▶

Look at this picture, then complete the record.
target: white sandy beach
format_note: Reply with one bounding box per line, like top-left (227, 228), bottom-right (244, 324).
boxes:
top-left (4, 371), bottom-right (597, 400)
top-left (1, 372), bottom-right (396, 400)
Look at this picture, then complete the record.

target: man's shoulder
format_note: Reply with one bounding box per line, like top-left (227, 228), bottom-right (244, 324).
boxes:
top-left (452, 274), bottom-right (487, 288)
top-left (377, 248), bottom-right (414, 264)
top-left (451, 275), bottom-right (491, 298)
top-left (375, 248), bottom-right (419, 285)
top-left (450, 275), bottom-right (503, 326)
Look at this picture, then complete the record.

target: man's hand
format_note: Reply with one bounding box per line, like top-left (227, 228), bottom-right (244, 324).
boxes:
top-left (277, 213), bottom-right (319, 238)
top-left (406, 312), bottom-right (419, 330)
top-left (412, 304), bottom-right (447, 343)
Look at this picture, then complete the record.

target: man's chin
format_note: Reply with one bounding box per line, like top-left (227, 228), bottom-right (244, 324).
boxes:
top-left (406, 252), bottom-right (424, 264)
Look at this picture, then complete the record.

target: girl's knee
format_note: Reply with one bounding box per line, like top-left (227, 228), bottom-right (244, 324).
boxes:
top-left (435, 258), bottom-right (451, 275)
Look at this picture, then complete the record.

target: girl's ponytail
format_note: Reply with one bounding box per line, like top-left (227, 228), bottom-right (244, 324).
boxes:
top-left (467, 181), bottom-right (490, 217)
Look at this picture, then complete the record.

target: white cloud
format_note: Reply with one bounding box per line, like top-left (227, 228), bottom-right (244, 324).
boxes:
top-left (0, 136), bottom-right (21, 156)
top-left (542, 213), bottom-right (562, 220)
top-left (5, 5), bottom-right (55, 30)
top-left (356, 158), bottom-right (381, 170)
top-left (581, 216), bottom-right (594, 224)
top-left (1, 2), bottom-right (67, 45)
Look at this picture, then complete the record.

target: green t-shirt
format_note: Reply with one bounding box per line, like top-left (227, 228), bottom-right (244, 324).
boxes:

◀

### PROBLEM
The reply should consist solely of the number of lines in the records that include "target".

### YOUR RESPONSE
8